Document text:
We study the relationship between $ coRE$ and the classes $ R$ and $ RE$ .

Proposition:

$ RE \cap coRE = R$ .

Proof:

We first show $ RE \cap coRE \subseteq R$ . Assume $ f \in RE \cap coRE$ . Hence, there exists a Turing Machine $ M$ which accepts $ f$ and a Turing Machine $ \overline{M}$ which accepts $ \overline{f}$ . We build the Turing Machine:

$ M^*(w) = \mbox{ for } i \in \mathbb{N} \left\{ \begin{array}{ll} \mbox{ run } M(w) \mbox{ for } i \mbox{ steps.}\\ \mbox{ If } M(w) = 1 \mbox{, return } 1 \mbox{. Otherwise:}\\ \mbox{ run } \overline{M}(w) \mbox{ for } i \mbox{ steps.}\\ \mbox{ If } \overline{M}(w) = 1 \mbox{, return } 0 \mbox{.} \end{array} \right.$

Since $ M$ and $ \overline{M}$ will always halt when the expected result is 1, they can be used together to decide $ f$ . Hence $ f \in R$ .

Show $ R \subseteq RE \cap coRE$ as an exercise.

Proposition:

$ f \in R \mbox{ iff } \overline{f} \in R \mbox{.}$

Proof:

The proposition follows immediately since the Turing Machine which decides $ f$ can be used to decide $ \overline{f}$ , by simply switching its output from $ 0$ to $ 1$ and $ 1$ to $ 0$ . The same holds for both directions.

First of all, the complement of the halting problem is in $ coRE$ : this follows immediately from the complement definition and the above propositions.

All problems for which we can prove $ RE$ membership are problems in $ coRE$ .

$ f_{all}(w) = \left\{ \begin{array}{ll} 1 & \mbox{iff } M(w) \mbox{ halts for all } w \in \Sigma^* \\ 0 & \mbox{otherwise} \end{array} \right.$

We have already seen that $ f_{all} \not\in R$ , and we suspect that $ f_{all}\not\in RE$ . The intuitive reason is that:

• $ f_{all}$ implies a doubly-infinite exploration:
  • for an infinite number of inputs $ w$
  • run $ M(w)$ for $ k\in\mathbb{N}$ of steps, and see if $ M$ reaches a final state. There are infinitely many steps.

Task description:
Can you transcribe everything in the passage on RE and coRE from "Since $ M$ and" down to "as an exercise.", word for word?

Excerpted records:
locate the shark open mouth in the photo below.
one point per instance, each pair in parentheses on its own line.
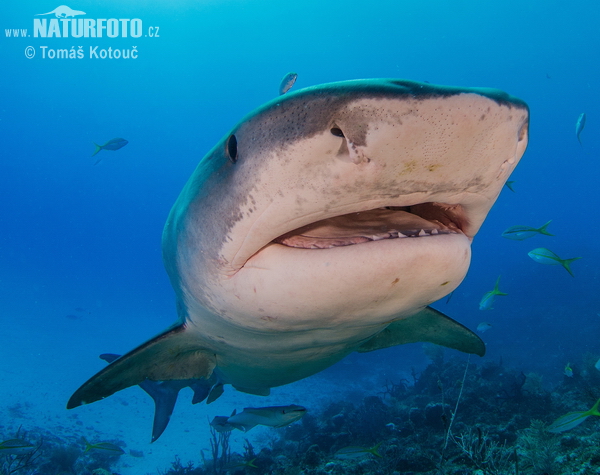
(393,222)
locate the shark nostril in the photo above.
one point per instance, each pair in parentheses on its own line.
(337,132)
(231,148)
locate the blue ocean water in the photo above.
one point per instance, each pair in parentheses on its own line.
(80,261)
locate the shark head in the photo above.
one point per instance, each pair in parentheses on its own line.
(338,208)
(324,223)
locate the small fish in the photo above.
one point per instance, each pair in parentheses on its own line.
(104,446)
(113,144)
(568,370)
(579,127)
(546,256)
(16,447)
(573,419)
(287,82)
(354,452)
(270,416)
(242,464)
(519,233)
(488,299)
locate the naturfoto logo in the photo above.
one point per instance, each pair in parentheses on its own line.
(65,25)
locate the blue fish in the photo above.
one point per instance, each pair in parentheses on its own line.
(287,82)
(546,256)
(579,127)
(112,144)
(519,233)
(488,299)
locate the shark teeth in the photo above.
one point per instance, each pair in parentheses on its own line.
(310,242)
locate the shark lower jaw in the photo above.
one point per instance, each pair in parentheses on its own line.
(390,222)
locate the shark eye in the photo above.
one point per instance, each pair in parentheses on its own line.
(231,148)
(337,132)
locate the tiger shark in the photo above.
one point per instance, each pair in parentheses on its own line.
(326,222)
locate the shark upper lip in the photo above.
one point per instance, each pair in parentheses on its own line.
(392,222)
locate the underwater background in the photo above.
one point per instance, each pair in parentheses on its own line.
(81,270)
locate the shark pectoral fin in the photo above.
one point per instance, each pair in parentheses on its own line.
(215,393)
(428,325)
(254,391)
(171,355)
(165,398)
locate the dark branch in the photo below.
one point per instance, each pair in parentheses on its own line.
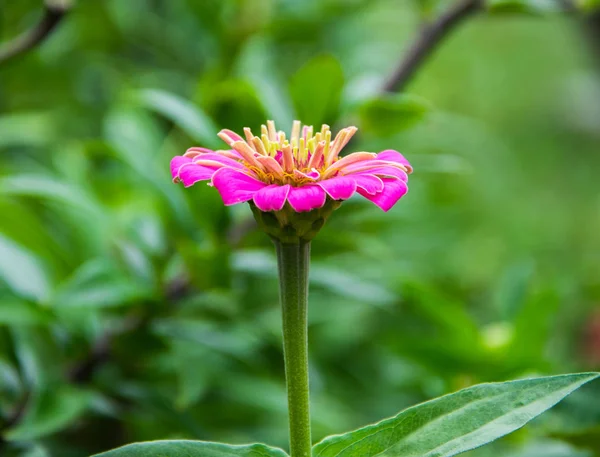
(430,37)
(54,13)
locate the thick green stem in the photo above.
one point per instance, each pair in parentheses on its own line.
(293,262)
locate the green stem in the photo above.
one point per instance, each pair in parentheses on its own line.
(293,261)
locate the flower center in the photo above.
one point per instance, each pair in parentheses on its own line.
(301,159)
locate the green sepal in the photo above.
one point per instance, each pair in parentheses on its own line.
(291,227)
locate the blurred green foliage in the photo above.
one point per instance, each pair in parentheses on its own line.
(132,309)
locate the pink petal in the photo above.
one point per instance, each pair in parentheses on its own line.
(195,151)
(176,163)
(368,183)
(190,173)
(339,188)
(235,186)
(393,190)
(216,157)
(394,156)
(313,175)
(376,167)
(306,197)
(272,198)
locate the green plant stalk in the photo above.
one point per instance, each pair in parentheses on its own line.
(293,261)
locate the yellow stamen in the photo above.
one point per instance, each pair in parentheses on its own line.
(288,159)
(296,131)
(259,146)
(272,132)
(249,135)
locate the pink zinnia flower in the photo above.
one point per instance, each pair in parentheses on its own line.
(271,170)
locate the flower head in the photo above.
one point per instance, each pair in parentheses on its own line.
(270,170)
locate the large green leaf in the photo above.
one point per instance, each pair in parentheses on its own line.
(391,113)
(182,448)
(317,89)
(51,410)
(455,423)
(189,117)
(523,6)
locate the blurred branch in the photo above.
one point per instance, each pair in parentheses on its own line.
(429,38)
(54,13)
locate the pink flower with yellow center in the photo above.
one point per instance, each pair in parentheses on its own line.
(304,171)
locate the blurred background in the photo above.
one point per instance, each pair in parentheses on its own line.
(132,309)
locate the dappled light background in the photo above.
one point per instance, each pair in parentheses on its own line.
(132,309)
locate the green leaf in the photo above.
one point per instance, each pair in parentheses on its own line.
(27,129)
(22,271)
(589,5)
(52,410)
(257,66)
(523,6)
(317,89)
(392,113)
(22,313)
(587,438)
(183,448)
(98,284)
(187,116)
(455,423)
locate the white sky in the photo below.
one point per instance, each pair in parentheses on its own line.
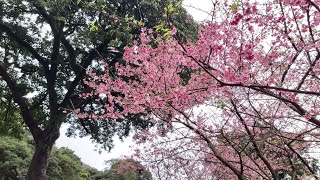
(84,148)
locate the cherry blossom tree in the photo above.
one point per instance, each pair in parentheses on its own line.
(242,102)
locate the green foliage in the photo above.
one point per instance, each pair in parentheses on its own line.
(15,156)
(93,31)
(64,164)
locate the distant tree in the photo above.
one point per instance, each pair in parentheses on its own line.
(127,169)
(15,156)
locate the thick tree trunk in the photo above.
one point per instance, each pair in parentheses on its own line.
(39,163)
(40,160)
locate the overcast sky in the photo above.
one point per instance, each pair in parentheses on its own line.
(83,146)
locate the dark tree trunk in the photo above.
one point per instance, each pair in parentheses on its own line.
(39,163)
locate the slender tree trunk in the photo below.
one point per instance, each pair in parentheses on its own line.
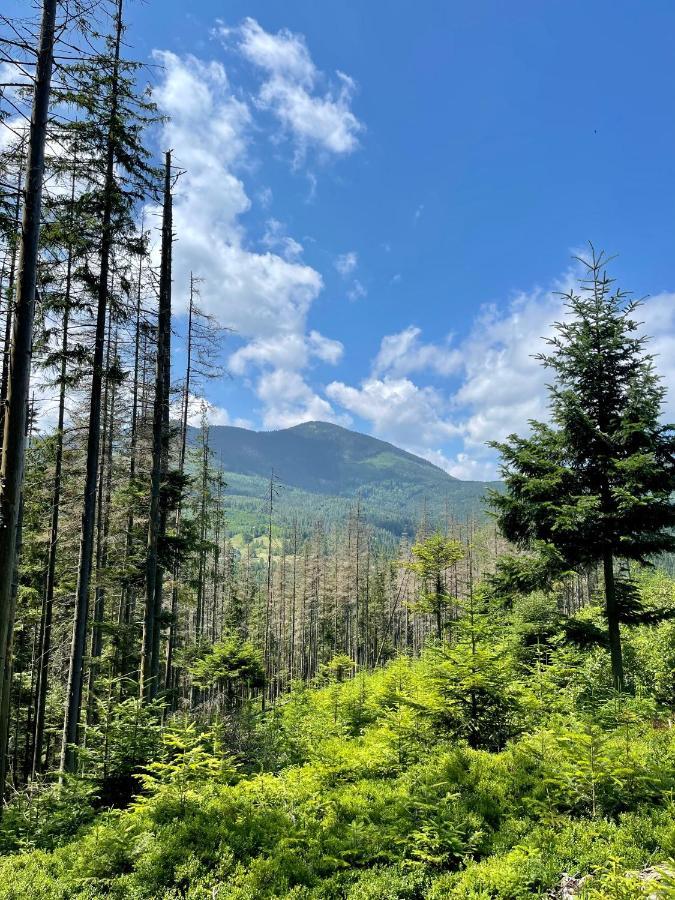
(171,639)
(613,628)
(48,601)
(14,434)
(157,517)
(10,304)
(102,531)
(79,637)
(127,596)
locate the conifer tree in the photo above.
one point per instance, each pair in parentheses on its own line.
(596,483)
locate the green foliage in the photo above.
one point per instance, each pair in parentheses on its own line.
(229,665)
(369,786)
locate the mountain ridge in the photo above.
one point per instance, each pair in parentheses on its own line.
(323,468)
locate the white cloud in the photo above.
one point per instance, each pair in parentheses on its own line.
(346,263)
(275,238)
(403,353)
(199,407)
(265,297)
(288,400)
(290,352)
(290,89)
(400,411)
(357,291)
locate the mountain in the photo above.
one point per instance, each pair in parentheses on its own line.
(322,468)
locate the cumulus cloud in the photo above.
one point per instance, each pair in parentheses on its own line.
(345,263)
(288,400)
(292,89)
(199,408)
(265,296)
(399,410)
(404,352)
(357,291)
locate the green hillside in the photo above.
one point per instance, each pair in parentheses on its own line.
(323,468)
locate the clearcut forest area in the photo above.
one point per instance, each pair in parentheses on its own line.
(276,622)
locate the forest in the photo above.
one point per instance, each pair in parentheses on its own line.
(200,700)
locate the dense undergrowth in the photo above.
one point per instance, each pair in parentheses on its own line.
(486,769)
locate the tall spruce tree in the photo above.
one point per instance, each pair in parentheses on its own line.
(596,484)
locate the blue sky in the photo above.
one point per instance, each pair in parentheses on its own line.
(382,196)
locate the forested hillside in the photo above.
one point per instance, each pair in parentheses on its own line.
(300,664)
(321,469)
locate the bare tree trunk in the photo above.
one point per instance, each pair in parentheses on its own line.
(48,601)
(171,640)
(157,515)
(71,719)
(14,433)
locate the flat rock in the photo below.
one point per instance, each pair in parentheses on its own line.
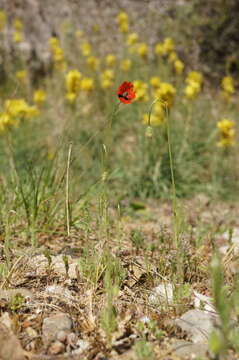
(203,302)
(58,291)
(162,294)
(53,325)
(191,350)
(10,293)
(40,265)
(10,347)
(198,324)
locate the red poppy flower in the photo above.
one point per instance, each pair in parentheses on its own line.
(126,92)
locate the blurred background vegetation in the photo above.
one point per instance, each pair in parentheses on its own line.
(42,42)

Full output:
Since $ M$ and $ \overline{M}$ will always halt when the expected result is 1, they can be used together to decide $ f$ . Hence $ f \in R$ .

Show $ R \subseteq RE \cap coRE$ as an exercise.